+++ Texto para análisis
Mientras usted lee esto, debo estar cual cadáver abandonado en un campo de batalla, tirado a mi suerte en la cama, con los músculos de brazos y piernas engarrotados. Algo parecido a un calambre en el cuello me impedirá hacer otra cosa que no sea mirar el techo. Habré intentado, en vano, girar la cabeza o poner mi cuerpo de lado. Mientras usted sigue su vida normal, yo estoy aquí, enterizo como una momia, tieso cual difunto que espera autopsia y al que le duele pestañear.
Es que ayer fui obligado a pintar las cuatro paredes del apartamento donde vivo. Caí en la trampa de la familia, que me sedujo con los engañosos aguinaldos del Gran Combo y me bañó el cansancio con ginebrita y soda tónica. No faltaron las tandas de arroz blanco, puerco y porotos con rabitos y hueso de jamón. Cuando me percaté era demasiado tarde, estaba pintado de los pies a la cabeza, y ya sentía el virus de la fatiga que tomaba posesión de cada poro de mi obesa humanidad.
++++++
+++ Información proporcionada
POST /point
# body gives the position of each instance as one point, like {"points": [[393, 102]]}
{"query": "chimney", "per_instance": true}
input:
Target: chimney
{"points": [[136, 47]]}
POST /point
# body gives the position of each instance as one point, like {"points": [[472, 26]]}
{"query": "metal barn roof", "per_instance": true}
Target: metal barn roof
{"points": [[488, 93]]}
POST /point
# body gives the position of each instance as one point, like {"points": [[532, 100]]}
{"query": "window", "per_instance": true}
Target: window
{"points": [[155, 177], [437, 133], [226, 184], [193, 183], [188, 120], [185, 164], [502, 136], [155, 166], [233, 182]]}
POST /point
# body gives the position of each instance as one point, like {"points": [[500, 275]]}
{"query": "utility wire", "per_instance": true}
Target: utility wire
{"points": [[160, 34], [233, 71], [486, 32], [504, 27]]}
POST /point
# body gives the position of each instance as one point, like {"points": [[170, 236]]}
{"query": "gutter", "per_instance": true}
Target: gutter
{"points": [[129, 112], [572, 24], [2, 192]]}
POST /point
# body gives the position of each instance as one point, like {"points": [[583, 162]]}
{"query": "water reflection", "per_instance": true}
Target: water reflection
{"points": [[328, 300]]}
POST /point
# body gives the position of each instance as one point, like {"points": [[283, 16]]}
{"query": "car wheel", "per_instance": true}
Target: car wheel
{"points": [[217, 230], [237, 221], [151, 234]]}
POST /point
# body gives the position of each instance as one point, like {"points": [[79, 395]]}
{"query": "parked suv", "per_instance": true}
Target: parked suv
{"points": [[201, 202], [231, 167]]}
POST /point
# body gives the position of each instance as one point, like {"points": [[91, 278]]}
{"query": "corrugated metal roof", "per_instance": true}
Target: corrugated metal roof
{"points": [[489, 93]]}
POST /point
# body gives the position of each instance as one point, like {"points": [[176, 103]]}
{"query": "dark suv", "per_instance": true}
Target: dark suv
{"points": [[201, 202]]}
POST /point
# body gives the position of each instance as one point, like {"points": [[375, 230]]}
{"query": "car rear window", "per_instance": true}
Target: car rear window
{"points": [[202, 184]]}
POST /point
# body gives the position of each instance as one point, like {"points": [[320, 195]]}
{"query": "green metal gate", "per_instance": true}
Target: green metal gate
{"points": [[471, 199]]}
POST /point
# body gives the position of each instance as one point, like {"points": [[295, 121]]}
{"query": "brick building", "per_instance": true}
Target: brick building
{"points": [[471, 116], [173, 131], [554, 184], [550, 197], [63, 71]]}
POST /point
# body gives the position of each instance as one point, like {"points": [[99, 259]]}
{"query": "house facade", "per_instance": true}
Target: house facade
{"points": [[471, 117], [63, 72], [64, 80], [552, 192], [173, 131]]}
++++++
> **Objetivo del ejercicio**: Continúe el texto sobre la jornada de pintura del apartamento a partir de su última oración.

> **Respuesta del ejercicio**:
No sé por qué este afán por cambiar de color la casa en diciembre. Por qué tantas ganas de que todo huela a pino y que por todos lados haya foquitos titilantes. Te torturan limpiando, clavando, agachado por horas (¡siglos!) quitando las manchas del piso, cargando escaleras arriba, las toneladas que puede pesar un arbolito, moviendo de aquí para allá los insoportables y frágiles bombones. Es como el último de los castigos, después de un año de tormenta, de estrés, de angustia por poner todos los días el desayuno en la mesa... de lucha para que la ola brava de la droga y la indiferencia no se lleve a mis hijos. Pero, entonces, uno ve la carita iluminada de los chiquillos, también embarrada y con los signos indisimulables del cansancio, pero feliz cuando se enciende el Nacimiento y todos nos tomamos de las manos para decir: "Gracias por este año juntos, Señor". Y, entonces, todo este suplicio vale la pena.